### INSTRUCTION
Copy all the items below, replacing "Drop a marker" with "Place a dot" wherever it occurs and changing nothing else. Leave out the pictures.
··········
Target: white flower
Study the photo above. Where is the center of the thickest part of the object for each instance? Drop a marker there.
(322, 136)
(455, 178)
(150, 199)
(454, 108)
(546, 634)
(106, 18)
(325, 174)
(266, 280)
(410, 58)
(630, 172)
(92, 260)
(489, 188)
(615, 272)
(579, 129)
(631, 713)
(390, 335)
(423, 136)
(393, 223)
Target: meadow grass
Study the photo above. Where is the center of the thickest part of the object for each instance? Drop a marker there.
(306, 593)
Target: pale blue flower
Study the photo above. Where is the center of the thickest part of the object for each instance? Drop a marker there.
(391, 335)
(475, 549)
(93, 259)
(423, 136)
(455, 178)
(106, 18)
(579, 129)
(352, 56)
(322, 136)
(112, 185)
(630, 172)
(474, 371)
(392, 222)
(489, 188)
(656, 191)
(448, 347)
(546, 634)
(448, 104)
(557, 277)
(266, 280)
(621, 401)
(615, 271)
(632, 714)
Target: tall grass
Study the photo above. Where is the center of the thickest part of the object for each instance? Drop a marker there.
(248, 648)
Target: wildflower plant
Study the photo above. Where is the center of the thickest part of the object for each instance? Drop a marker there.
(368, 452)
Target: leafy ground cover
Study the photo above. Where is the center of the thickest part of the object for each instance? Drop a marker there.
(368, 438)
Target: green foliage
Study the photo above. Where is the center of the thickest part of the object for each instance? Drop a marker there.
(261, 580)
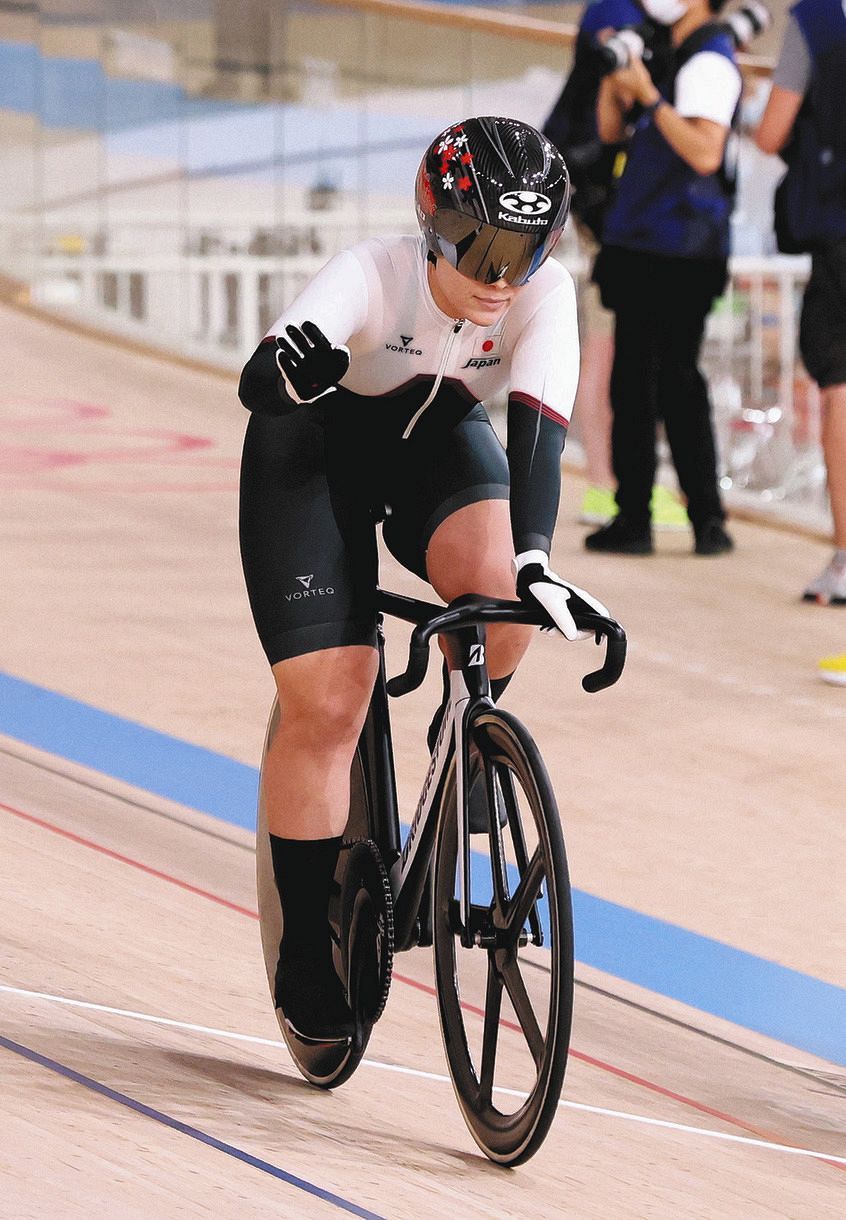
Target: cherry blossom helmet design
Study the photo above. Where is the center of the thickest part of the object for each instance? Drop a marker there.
(492, 199)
··········
### FINAL RESULT
Target: white flower
Study the photo above. Where is the center of the thickest part of the object for each instance? Place a dot there.
(322, 136)
(455, 178)
(150, 199)
(454, 108)
(546, 634)
(106, 18)
(325, 174)
(266, 280)
(410, 58)
(630, 172)
(92, 260)
(489, 188)
(615, 272)
(579, 129)
(631, 713)
(390, 335)
(423, 136)
(393, 223)
Target: meadow grass
Study the photo above. Where is the center of the thickest part of the object for each instance? Place a dot there.
(306, 593)
Target: pale blue flower
Study the photo above. Where is the center of the thickest part of the object for each instance? Place a dot there.
(391, 335)
(475, 549)
(93, 259)
(423, 136)
(455, 178)
(106, 18)
(579, 129)
(352, 56)
(322, 136)
(112, 185)
(630, 172)
(474, 371)
(392, 222)
(489, 188)
(656, 191)
(448, 347)
(546, 634)
(448, 104)
(557, 277)
(266, 280)
(621, 401)
(615, 271)
(632, 714)
Target: tall grass
Study the photo above. Where is the center of the thickest part of the object for each instance? Place a dot there.
(248, 648)
Target: wildflower plant
Study the photo above. Where is the center of the thickest part of the object for each instance? Place a dot there.
(368, 452)
Target: leafy ground cover
Study the photo above. Where is the center of the thickest part of the object for each instance? Place a dot there.
(368, 438)
Target: green foliage
Study the photo above. Where is the center of the thickest part of the object for each instance? Place a dot there.
(261, 580)
Target: cherry blossom helmet design
Study the photo above. Where is the center of the thickest part of the object for each instance? Place a dot there.
(492, 199)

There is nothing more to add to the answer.